■ RECORDS SHOWN
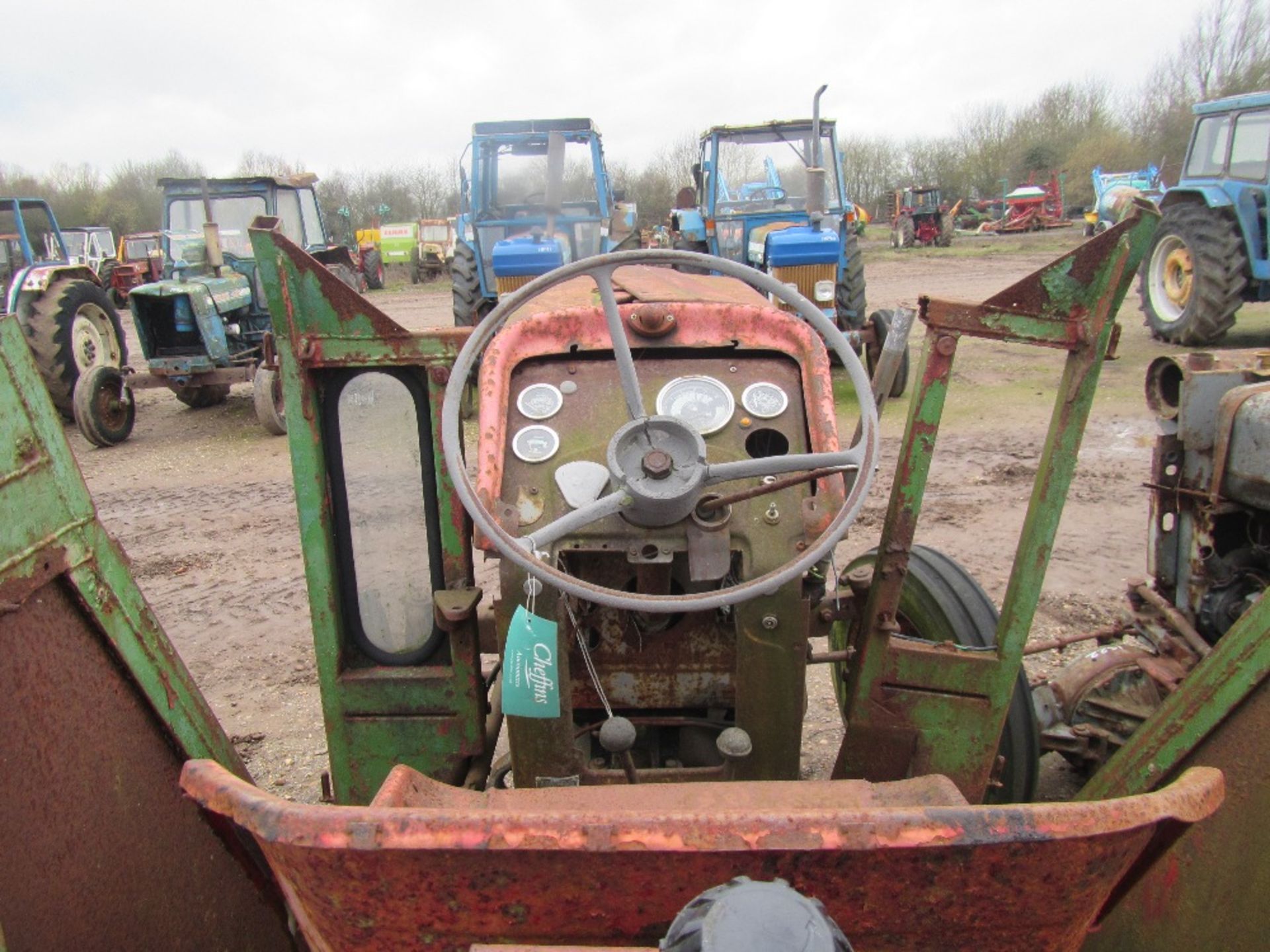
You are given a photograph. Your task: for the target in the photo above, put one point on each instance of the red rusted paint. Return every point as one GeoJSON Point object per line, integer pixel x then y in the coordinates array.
* * *
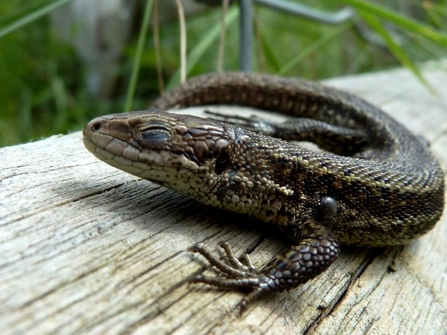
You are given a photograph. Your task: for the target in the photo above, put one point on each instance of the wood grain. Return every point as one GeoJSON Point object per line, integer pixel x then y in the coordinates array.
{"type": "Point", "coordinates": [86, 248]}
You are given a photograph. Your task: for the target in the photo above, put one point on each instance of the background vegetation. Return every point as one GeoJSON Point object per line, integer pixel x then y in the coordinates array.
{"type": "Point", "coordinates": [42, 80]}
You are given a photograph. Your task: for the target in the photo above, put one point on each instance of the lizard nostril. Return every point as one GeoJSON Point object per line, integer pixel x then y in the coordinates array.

■ SHORT TASK
Can you render the listing, from the line with "of the background" up to and including the line with "of the lizard", as a Markdown table with the columns Row and Line, one numbered row per line and blank lines left out?

■ WORKED SOLUTION
| Row | Line |
|---|---|
| 1 | You are given a photograph. Your task: for the target in the photo above, put one point on each instance of the background vegetation. Return every point as one GeoJSON Point object per line, integer pixel x then y in the coordinates array. |
| 2 | {"type": "Point", "coordinates": [42, 80]} |
| 3 | You are given a photograph. Your task: for the target in the photo above, put one point on each instance of the lizard nostril. Return every point as one GeoJSON Point object per line, integer pixel x then y in the coordinates array. |